## Problem:
Pull out each line in the records below that contains the string "flip". Case matters.

(Dataset excerpt)
-------
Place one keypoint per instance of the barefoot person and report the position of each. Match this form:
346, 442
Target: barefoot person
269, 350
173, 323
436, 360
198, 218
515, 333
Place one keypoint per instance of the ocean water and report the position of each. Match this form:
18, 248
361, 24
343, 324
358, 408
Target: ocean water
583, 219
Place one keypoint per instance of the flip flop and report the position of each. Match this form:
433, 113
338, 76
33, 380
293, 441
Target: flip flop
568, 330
-------
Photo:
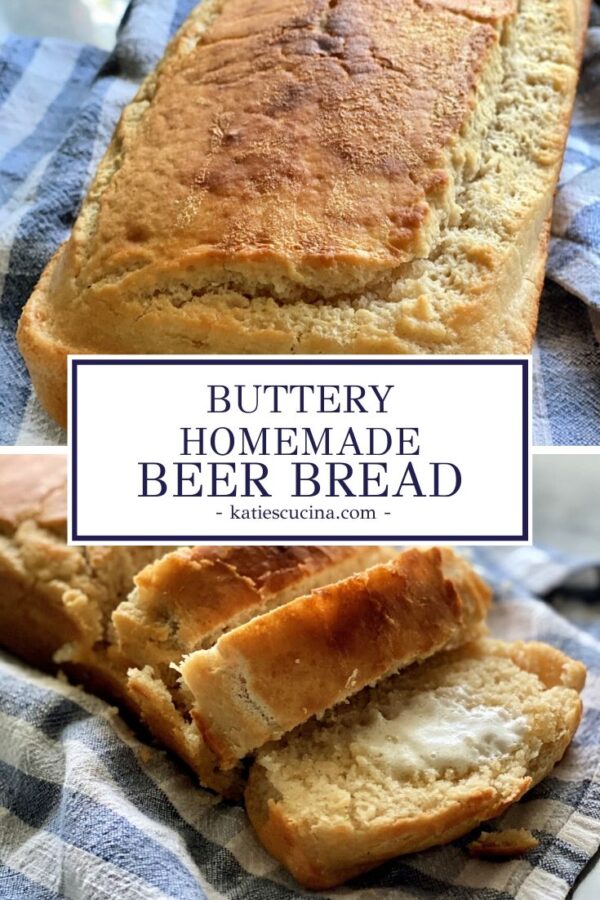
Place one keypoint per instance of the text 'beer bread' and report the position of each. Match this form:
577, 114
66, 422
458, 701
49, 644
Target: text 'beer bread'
-------
## Result below:
Place one keypoint per instance of the flip flop and report the position of each. Match this form:
Target: flip flop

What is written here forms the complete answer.